Saved entries:
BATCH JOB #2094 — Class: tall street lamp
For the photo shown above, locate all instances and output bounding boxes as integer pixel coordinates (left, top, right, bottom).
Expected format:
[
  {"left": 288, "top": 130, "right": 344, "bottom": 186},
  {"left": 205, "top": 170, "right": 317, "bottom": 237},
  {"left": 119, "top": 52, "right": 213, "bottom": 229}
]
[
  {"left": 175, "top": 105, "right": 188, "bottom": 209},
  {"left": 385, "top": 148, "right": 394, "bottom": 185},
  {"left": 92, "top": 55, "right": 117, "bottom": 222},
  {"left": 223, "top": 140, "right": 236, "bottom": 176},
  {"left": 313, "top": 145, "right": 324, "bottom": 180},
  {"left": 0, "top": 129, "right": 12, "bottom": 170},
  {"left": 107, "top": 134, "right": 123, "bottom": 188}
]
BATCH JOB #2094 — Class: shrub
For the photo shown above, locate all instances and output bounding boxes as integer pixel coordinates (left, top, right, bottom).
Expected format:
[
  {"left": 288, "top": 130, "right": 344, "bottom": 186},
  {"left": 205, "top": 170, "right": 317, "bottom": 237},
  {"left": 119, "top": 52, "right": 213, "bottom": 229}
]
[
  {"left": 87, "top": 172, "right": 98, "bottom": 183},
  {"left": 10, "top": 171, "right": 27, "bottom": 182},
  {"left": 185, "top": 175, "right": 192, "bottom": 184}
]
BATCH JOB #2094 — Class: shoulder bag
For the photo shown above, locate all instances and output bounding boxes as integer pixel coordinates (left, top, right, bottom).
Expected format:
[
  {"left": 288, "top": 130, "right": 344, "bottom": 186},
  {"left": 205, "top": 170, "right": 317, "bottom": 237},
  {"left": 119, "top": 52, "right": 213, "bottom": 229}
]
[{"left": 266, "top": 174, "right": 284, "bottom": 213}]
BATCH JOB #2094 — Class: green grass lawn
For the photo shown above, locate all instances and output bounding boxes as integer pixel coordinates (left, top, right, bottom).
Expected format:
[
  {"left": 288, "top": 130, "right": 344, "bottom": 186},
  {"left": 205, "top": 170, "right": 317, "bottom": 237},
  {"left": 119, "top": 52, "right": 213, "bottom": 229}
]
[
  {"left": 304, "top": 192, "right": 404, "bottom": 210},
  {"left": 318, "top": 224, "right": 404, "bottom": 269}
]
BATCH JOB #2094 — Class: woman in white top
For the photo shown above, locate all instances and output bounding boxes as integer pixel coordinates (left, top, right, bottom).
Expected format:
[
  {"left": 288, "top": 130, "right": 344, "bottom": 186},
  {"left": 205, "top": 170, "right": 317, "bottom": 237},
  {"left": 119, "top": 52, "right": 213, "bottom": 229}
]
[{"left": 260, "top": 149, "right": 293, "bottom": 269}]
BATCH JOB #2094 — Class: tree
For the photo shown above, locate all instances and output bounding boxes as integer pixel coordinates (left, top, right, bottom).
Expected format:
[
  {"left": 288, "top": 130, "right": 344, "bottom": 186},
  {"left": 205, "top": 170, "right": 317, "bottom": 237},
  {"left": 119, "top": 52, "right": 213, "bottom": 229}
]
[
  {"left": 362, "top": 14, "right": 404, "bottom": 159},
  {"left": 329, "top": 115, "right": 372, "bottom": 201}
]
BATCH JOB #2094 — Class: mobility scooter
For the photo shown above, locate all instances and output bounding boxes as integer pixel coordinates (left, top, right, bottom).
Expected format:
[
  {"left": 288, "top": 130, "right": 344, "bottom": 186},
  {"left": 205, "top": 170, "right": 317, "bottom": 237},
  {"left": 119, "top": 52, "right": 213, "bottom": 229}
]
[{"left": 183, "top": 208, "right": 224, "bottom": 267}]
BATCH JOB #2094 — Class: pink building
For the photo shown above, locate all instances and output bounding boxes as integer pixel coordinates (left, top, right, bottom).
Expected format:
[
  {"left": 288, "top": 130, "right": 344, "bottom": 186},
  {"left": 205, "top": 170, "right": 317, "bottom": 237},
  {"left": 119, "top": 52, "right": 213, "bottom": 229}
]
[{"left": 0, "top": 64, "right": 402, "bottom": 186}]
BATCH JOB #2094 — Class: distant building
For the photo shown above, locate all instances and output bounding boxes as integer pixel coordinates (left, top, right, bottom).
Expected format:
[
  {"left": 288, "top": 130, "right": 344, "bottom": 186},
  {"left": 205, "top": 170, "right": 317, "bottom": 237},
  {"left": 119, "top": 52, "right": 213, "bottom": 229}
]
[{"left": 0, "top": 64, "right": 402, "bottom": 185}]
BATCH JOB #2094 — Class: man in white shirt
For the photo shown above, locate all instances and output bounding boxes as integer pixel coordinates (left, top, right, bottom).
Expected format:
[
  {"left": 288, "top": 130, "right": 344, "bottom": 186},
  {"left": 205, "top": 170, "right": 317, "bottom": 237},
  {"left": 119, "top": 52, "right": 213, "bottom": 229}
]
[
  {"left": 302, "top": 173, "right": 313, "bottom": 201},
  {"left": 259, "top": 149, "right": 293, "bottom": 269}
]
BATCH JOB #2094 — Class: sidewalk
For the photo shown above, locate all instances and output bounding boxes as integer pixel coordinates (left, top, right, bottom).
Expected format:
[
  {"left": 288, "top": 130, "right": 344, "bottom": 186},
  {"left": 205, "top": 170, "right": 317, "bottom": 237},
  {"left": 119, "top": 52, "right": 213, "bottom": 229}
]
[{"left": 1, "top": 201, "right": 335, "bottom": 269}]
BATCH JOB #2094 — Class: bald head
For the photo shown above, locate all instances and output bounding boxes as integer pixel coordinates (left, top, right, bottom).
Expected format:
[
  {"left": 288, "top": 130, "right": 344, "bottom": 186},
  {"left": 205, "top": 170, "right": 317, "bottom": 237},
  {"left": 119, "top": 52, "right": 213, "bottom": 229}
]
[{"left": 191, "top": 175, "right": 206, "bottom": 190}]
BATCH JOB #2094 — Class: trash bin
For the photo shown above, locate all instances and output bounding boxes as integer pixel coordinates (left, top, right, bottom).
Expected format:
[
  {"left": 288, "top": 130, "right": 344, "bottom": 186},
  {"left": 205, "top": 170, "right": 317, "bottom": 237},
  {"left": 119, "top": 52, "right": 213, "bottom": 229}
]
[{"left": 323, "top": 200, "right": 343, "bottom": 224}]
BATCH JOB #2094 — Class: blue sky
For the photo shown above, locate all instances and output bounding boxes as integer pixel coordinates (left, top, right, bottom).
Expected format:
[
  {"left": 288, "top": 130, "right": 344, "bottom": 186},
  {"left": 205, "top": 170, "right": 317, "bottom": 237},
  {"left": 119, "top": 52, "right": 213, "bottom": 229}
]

==

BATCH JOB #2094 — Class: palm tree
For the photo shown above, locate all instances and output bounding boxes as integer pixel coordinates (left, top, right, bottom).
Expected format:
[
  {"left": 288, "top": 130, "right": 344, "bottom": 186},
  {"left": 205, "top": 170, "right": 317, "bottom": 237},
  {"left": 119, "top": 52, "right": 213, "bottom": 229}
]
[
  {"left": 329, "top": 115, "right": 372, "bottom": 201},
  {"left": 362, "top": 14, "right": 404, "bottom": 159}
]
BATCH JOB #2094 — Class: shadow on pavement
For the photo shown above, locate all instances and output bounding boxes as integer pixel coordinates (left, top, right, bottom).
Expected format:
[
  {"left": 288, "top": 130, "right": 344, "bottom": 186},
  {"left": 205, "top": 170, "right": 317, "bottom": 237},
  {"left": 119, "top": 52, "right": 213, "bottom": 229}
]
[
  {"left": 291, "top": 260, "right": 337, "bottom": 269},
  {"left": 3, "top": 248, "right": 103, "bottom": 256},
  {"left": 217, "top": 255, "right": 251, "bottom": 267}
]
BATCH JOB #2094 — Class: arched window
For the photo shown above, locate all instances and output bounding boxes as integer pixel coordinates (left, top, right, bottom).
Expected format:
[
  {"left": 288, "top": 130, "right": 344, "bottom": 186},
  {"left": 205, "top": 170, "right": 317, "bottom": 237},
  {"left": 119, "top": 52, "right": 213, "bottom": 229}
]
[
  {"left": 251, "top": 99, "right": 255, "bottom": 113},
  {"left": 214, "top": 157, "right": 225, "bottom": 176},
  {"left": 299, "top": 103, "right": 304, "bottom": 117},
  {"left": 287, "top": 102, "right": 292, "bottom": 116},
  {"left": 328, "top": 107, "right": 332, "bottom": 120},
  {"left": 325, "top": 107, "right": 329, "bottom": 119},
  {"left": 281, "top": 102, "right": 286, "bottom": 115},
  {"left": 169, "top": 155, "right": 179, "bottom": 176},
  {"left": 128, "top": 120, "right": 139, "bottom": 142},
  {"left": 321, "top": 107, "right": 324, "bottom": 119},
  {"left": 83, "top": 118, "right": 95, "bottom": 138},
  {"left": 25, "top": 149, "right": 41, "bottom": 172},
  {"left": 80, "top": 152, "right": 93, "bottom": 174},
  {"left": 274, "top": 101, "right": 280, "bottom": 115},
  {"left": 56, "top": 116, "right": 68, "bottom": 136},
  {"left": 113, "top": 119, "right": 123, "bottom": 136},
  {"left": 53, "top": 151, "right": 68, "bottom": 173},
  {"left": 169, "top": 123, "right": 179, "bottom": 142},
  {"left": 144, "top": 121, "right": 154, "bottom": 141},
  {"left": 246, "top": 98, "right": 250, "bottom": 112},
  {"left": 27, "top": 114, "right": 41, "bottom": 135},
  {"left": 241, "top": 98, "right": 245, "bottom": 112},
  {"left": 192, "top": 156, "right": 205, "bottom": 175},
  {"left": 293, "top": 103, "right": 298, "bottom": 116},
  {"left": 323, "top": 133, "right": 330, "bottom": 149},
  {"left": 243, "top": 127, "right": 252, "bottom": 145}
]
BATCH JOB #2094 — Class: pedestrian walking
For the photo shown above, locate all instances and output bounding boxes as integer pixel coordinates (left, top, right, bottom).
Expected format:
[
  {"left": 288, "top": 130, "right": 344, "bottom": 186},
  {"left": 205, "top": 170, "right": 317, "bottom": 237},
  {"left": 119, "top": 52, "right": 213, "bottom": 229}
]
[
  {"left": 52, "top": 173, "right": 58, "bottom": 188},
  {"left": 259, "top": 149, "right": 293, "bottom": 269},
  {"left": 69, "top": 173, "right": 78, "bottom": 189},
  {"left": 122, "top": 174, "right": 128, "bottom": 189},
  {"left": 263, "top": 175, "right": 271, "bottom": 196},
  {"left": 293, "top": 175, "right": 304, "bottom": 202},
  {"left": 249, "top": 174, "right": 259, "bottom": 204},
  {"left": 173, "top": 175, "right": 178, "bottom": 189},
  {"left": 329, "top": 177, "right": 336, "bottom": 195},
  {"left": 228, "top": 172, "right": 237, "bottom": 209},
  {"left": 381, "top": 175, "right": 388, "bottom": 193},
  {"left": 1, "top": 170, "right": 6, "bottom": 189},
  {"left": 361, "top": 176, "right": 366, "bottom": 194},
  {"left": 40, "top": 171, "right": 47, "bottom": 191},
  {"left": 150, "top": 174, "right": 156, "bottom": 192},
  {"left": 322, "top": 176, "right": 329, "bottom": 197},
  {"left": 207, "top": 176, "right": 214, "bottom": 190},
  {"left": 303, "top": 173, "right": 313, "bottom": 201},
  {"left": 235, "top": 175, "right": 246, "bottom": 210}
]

ACTIVITY: Search the entries above for the string "building", and report each line where it occurs.

YOUR SOLUTION:
BATCH JOB #2094 — Class: pink building
BATCH JOB #2094 — Class: distant building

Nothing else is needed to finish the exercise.